Start at the line in the entries below that contains "Front: Look at the image and find the lizard eye.", stop at the line that contains "Front: Look at the image and find the lizard head.", and output exactly the lines in that span, both ends included.

INPUT FOR THIS TASK:
Segment Open

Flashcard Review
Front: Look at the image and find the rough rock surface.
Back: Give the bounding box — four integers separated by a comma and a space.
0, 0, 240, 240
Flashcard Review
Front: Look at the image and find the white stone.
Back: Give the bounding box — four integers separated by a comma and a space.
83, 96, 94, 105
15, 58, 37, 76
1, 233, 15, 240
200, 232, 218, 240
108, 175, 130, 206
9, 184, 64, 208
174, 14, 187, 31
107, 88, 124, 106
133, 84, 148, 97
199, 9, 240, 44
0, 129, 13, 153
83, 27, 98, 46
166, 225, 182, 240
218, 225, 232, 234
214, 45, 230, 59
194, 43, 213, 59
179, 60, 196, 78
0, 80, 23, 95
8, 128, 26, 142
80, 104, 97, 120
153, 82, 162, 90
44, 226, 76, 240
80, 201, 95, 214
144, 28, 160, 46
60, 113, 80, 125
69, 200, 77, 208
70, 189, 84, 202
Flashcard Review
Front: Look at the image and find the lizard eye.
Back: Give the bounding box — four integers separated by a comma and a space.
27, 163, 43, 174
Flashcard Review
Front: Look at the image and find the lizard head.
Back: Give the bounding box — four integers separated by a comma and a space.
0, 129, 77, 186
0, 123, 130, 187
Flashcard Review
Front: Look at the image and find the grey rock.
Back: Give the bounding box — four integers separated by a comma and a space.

Segment Closed

THE ANSWER:
Front: Look at the image and find the lizard eye.
Back: Give the bounding box — four integers separated by a comma and a space.
27, 163, 43, 174
Flashcard Review
Front: Look at the image and find the lizard head.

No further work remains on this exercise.